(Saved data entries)
——

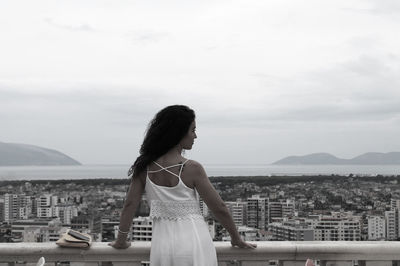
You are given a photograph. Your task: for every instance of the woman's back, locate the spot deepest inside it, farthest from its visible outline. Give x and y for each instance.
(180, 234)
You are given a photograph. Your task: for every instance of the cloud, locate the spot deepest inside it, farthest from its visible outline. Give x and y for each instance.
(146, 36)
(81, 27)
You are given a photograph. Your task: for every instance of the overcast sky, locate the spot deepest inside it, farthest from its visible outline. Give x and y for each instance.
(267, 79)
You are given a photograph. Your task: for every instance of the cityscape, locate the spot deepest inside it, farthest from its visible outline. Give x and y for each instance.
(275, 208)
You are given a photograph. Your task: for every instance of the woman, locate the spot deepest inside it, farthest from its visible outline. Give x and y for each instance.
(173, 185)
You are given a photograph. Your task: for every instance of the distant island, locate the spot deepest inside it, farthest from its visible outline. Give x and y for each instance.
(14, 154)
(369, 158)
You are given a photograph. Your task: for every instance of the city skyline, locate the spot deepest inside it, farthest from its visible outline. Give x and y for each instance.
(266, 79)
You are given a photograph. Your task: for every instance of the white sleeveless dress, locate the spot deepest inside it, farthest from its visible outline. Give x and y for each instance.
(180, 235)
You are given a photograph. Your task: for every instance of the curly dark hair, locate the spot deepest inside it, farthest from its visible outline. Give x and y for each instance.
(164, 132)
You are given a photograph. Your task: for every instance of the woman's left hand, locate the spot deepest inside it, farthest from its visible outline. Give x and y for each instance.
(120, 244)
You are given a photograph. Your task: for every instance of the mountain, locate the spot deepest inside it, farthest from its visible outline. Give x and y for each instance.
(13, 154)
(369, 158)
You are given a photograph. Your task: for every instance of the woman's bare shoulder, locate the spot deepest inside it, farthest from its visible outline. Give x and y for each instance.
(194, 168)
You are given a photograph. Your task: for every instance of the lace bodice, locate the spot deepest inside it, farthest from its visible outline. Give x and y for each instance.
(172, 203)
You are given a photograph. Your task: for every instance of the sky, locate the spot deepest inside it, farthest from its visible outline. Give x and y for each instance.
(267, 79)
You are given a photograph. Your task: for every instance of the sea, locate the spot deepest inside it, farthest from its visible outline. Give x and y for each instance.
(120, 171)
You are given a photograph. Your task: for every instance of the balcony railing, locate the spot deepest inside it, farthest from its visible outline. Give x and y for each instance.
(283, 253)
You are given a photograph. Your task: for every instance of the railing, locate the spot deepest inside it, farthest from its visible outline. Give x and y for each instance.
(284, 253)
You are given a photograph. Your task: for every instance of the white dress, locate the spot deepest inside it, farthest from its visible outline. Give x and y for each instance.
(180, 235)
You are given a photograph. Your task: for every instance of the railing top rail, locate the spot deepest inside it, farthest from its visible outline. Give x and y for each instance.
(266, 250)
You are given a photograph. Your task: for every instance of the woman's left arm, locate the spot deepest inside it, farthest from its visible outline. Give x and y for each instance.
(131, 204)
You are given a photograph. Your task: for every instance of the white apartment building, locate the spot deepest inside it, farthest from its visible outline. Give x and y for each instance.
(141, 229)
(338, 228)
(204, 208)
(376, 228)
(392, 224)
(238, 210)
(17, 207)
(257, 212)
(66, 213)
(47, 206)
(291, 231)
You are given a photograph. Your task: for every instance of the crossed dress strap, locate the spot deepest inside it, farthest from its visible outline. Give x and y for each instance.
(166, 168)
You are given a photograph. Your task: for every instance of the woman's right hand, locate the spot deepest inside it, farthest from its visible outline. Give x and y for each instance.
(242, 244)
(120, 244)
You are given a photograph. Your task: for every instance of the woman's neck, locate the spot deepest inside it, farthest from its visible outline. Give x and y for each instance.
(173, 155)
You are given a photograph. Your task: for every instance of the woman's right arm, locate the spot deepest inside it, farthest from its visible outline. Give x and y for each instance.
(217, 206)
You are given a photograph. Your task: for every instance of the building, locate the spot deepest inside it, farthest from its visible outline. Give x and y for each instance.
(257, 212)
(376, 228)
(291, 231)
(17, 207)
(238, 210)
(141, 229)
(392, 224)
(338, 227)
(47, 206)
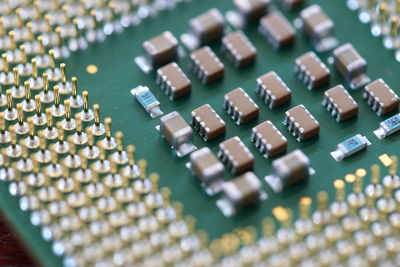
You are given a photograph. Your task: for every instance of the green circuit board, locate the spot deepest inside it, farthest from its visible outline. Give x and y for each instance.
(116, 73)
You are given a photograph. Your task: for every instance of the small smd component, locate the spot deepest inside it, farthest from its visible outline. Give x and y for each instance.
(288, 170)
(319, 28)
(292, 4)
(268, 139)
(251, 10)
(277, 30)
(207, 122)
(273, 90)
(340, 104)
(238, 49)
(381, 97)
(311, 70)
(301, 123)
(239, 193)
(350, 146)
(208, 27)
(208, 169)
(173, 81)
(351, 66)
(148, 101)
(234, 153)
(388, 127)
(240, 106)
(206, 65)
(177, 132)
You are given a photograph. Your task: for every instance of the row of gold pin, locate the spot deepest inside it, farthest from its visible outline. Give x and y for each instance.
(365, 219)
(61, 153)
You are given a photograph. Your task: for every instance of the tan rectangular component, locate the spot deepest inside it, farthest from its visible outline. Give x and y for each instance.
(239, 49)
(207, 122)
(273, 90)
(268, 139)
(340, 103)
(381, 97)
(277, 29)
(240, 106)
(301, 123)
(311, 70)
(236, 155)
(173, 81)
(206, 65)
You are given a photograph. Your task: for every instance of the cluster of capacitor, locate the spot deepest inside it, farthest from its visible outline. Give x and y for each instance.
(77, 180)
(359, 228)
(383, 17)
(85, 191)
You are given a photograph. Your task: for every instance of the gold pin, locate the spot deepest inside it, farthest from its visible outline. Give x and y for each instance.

——

Rewrite all the items above, replacing every "photograph" with "image" and leaving everything else unchanged. Omit the pictures from your answer.

You are given a image. Your task: for every instance of the woman's back, locate the spot deepest inside it, farthest from its visible outline. Give x and y for each instance.
(180, 234)
You are given a image. Your task: for every instance of the cloud, locate the spot deepest inside it, farthest from its visible outline. Give x and y for each instance.
(146, 36)
(81, 27)
You are given a image. Your task: for every instance of the overcast sky, locate the spot deepest inside it, farthest from its visible outline. Give x and y for each instance.
(267, 79)
You are given a image. Your task: for every instance of the cityscape, locate the spot deepest inside it, farthest from its visible outline. Give x and y for each instance.
(275, 208)
You are given a image. Your task: for every instance of the woman, locate the spot deepest inside it, farthest from its visible outline. Give x and y for each instance.
(173, 185)
You are given a image. Your task: for every instance of the distant island, locate the spot deepest inside it, farthest from its visible outline. Give x and y for each instance.
(14, 154)
(369, 158)
You are given a image. Your task: for every instance of the city skyline, locate the spot deepest inside it, farthest from its visible outline. Give x and y for each instance.
(266, 79)
You are given a image. Your task: for every instance of the white sleeveless dress, locate the spot deepest inside it, farthest from its visible outline. Give x and y for each instance.
(180, 235)
You are given a image. Your task: for every instance of the curly dark hair, locate the spot deepest inside it, farthest from its visible outline. Give x and y for each instance.
(164, 132)
You are given a image. Your task: for every instance of the woman's left hand, locate the spot deepest inside it, farthest from its visible outline. Give x and y for each instance.
(120, 244)
You are given a image. Your task: for every instance of the mountain, locate the spot deepest inside it, farthest from its visible outline. Give x and y for each instance.
(13, 154)
(369, 158)
You are given a image. Your task: for every instance of the woman's bare shoulder, locate the spot deepest inside it, farthest from its visible outline. Give x and y for each instance.
(194, 168)
You are given a image. Your task: for every instance of the lace bodice, locate the spot deepest inside it, farthest from its visible outline. Give x and y for each instance.
(172, 203)
You are given a image. Your task: for every instance of the sky, locate the spot deepest inside it, farthest from its visible outline. Give x and y for each instance.
(267, 79)
You are given a image. Your task: for every instance of the sea, locate the spot deepest inside it, farthest from its visible outline. Give x and y for each instance.
(120, 171)
You are given a image. Your task: for every instance of the balcony railing, locate the spot deepest inside it, farthest from its visible outline. Give x and y for each instance.
(283, 253)
You are given a image. Your task: for every instance of the railing, locate the spot deepest inside it, farthest from its visible outline. Give x and y for each instance.
(284, 253)
You are given a image. Your task: for every instance of the white dress, locate the spot deepest inside it, farthest from its visible outline. Give x and y for each instance.
(180, 235)
You are given a image. Your task: for every instance of the railing top rail, locate the spot deepest inside it, farthest from its visible outline. Give x and y for each instance.
(266, 250)
You are given a image. Your task: for every instance of the woman's left arm, locate the spot deepest inside it, farthest from its visible outline. Give x and y for each instance.
(131, 204)
You are given a image. Your task: for every instance of the white apartment building, locate the spot deepest inside it, farthest from its visible outline. Give x and y for each instance.
(141, 229)
(338, 228)
(204, 208)
(376, 228)
(392, 224)
(238, 210)
(17, 207)
(257, 212)
(66, 213)
(47, 206)
(291, 231)
You are given a image. Your task: for every instance of the crossed dress strap, locate the spot deepest inside it, farthest from its visible outline. Give x and y for each instance.
(166, 168)
You are given a image. Your task: for every instance of the woman's right hand, locate the spot deepest inside it, farthest from its visible outline. Give x and y for each instance.
(242, 244)
(120, 244)
You are given a image. Your task: for every instance of the woman's neck, locate the spot deepest inside it, farthest from its visible outline. Give x and y for each instance.
(173, 155)
You are given a image. Your task: for every instance of the woman's right arm, locate the spot deepest inside it, farthest from its visible outline. Give x and y for each instance.
(217, 206)
You are given a image. Your task: for every instance of the building, locate the spot deepest inside it, farthest from its visible outline. Give x and y for each instance.
(257, 212)
(376, 228)
(291, 231)
(17, 207)
(238, 210)
(141, 229)
(392, 224)
(338, 227)
(47, 206)
You are given a image. Your task: for every instance of the green circuit board, locate the spot deepest inside it, farthest from its visible outline. Give x and y for each instance.
(116, 73)
You are given a image. Your task: for every instance of the small smd component, locate the spot deepest inside it, farthest from its visible outline. Give x and y for each instance.
(288, 170)
(319, 28)
(292, 4)
(268, 139)
(251, 10)
(277, 30)
(207, 122)
(273, 90)
(340, 104)
(238, 49)
(381, 97)
(311, 70)
(301, 123)
(239, 193)
(350, 146)
(208, 27)
(208, 169)
(173, 81)
(351, 66)
(148, 101)
(234, 153)
(388, 127)
(240, 106)
(206, 65)
(177, 132)
You are given a image. Your task: for every instance of the row of gold pin, locate the spot deepest inside it, farthest from its visible outline. Give x and y for each instance.
(365, 219)
(61, 153)
You are given a image. Your task: for every instance of the tan rectangular component, locate the spot deepest inside it, farthest from its visible outline. Give x and y for each instance.
(239, 49)
(207, 122)
(273, 90)
(268, 139)
(340, 103)
(381, 97)
(277, 29)
(240, 106)
(301, 123)
(311, 70)
(236, 155)
(173, 81)
(206, 65)
You are given a image. Your task: for every instance of the cluster of capacitor, locate the spot deepest inside it, farthest from its visible outline. Give x and y for each instance.
(77, 180)
(359, 228)
(383, 17)
(85, 191)
You are given a image. Your task: for every instance of the gold pin, locate the spot deepest inside it, farthest from its visible outline. Give x and y for each instance.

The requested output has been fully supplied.